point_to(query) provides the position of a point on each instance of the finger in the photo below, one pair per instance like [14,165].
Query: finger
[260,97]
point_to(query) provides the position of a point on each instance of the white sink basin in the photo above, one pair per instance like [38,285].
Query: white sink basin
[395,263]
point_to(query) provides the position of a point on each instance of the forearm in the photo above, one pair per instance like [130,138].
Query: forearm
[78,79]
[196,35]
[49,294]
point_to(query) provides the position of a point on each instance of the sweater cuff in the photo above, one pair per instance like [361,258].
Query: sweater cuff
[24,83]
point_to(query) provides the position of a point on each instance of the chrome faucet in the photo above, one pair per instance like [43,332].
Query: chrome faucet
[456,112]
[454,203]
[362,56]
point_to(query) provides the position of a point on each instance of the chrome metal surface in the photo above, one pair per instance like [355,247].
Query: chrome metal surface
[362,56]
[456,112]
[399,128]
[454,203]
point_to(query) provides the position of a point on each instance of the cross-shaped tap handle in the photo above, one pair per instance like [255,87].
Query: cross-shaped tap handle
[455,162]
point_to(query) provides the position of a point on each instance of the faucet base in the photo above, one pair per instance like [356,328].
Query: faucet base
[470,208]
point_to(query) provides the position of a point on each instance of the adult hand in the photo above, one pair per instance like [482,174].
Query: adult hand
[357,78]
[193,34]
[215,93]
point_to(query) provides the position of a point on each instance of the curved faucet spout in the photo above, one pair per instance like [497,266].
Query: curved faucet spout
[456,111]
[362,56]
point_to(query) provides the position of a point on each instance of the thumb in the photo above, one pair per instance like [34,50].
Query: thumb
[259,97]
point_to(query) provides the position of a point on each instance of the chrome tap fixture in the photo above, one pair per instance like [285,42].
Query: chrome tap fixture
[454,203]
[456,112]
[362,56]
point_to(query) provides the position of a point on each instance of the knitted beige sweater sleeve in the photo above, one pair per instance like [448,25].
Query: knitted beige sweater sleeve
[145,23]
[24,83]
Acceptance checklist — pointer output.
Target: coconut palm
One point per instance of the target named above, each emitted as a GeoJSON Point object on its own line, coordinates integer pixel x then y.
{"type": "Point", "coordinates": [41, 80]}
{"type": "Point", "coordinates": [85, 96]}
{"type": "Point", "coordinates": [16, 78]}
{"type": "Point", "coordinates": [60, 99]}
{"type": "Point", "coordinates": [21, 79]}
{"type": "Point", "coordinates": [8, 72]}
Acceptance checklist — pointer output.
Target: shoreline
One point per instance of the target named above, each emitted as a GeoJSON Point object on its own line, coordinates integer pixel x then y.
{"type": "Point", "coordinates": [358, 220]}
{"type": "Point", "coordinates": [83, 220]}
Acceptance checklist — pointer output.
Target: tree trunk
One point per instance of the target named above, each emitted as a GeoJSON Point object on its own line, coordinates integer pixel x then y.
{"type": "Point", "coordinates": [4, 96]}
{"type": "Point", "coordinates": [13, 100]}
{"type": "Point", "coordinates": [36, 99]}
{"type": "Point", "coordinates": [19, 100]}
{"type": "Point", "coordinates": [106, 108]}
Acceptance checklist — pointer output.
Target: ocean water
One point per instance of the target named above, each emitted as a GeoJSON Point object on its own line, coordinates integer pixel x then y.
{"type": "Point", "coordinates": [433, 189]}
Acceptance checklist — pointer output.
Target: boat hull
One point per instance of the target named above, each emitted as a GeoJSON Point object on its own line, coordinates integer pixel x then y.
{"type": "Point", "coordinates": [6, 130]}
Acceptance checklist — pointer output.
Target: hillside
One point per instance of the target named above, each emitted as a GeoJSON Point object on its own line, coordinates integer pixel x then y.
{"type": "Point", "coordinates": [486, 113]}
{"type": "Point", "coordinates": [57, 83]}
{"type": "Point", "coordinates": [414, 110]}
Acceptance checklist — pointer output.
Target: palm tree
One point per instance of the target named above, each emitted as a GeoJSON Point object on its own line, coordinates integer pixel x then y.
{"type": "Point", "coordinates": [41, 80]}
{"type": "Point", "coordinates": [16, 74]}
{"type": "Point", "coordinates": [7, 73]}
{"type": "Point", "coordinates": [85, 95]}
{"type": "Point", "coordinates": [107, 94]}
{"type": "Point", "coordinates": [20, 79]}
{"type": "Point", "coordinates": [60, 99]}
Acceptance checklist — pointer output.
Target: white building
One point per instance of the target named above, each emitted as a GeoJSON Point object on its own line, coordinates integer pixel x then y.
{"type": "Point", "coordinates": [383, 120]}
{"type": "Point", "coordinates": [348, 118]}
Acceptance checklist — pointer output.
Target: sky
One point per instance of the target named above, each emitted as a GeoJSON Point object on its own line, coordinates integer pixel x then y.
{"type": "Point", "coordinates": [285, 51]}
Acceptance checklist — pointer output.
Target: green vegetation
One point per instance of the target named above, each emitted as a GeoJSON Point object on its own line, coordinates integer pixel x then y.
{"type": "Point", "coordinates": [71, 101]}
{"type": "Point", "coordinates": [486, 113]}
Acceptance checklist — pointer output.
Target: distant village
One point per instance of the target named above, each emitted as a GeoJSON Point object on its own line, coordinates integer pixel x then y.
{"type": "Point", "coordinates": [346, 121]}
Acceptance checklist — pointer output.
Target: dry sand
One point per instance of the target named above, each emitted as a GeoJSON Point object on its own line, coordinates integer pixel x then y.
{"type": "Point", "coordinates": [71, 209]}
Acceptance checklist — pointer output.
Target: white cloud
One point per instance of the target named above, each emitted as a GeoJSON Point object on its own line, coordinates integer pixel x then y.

→ **Task instructions**
Retype only the lines above between the line with "Target: palm tree" and the line with "Target: white building", counting those two lines as well, and keep every character as it is.

→ **Answer space**
Target: palm tree
One point per instance of the target named above, each emitted as a GeoJSON Point object on its own line, coordinates integer pixel x then y.
{"type": "Point", "coordinates": [41, 80]}
{"type": "Point", "coordinates": [16, 74]}
{"type": "Point", "coordinates": [7, 73]}
{"type": "Point", "coordinates": [85, 95]}
{"type": "Point", "coordinates": [107, 94]}
{"type": "Point", "coordinates": [20, 79]}
{"type": "Point", "coordinates": [60, 99]}
Acceptance checklist — pointer output.
Target: white building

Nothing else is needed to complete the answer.